Information shown:
Start of Block
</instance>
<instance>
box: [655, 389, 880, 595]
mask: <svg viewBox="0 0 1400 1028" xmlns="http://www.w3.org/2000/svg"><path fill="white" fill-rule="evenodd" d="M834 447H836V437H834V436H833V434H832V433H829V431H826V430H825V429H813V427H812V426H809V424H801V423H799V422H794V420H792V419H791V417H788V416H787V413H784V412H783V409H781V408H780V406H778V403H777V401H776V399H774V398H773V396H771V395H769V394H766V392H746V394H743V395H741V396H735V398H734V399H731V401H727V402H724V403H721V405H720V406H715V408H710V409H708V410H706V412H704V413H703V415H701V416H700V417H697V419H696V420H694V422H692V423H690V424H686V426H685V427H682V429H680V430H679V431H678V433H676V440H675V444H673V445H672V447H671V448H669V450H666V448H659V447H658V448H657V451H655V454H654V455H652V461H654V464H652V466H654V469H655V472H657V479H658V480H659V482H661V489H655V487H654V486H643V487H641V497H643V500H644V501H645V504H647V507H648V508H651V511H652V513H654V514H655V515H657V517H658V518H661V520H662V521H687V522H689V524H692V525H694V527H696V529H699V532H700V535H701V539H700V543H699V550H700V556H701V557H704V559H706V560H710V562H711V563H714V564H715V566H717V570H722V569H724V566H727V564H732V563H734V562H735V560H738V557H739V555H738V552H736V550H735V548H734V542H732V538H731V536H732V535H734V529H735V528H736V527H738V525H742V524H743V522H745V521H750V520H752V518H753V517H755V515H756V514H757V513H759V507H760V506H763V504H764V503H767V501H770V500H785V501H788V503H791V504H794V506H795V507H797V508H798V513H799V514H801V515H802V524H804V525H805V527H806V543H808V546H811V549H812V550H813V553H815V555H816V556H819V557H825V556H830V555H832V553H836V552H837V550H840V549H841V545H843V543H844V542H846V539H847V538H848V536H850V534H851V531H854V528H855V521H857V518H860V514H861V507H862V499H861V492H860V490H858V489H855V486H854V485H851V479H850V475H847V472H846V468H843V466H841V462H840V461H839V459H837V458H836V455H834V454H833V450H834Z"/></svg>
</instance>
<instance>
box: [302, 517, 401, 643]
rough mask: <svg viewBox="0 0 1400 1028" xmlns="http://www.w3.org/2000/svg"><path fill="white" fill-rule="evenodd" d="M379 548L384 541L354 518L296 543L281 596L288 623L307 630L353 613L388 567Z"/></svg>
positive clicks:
End of Block
Start of Block
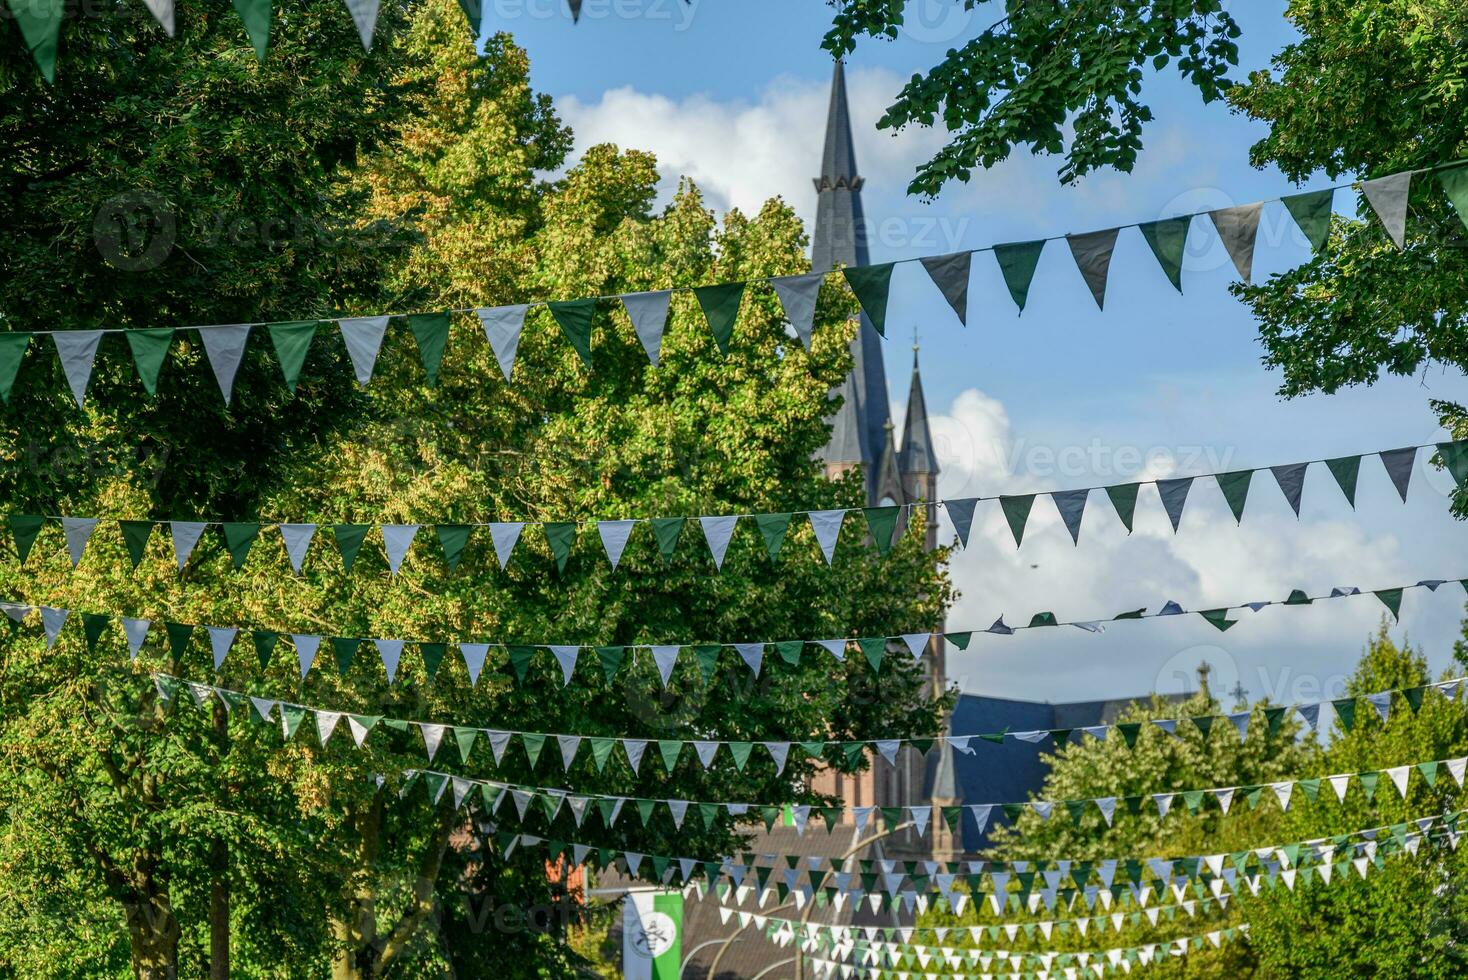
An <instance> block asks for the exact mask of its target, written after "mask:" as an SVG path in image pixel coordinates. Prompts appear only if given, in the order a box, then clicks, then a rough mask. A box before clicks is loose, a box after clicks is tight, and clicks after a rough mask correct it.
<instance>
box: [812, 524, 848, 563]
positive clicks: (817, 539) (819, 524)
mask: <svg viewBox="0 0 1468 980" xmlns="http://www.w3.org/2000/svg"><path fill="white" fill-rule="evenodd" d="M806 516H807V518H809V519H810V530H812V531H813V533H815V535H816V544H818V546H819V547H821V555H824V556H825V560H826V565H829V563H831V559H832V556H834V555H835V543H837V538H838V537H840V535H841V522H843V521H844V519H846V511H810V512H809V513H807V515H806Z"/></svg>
End of Block
Show every line of the data in which the word "rough" appears.

Exercise output:
rough mask: <svg viewBox="0 0 1400 1028" xmlns="http://www.w3.org/2000/svg"><path fill="white" fill-rule="evenodd" d="M379 548L384 541L354 518L296 543L281 596L288 623L307 630L353 613L388 567Z"/></svg>
An <instance> block asks for the exact mask of its target, written after "mask:" as an SVG path in image pixel coordinates. Prompts appear only if given, in the order a box, then clicks, then a rough mask. A box before clicks is loose, a box after clicks is tight, and clicks after a rough mask correct it.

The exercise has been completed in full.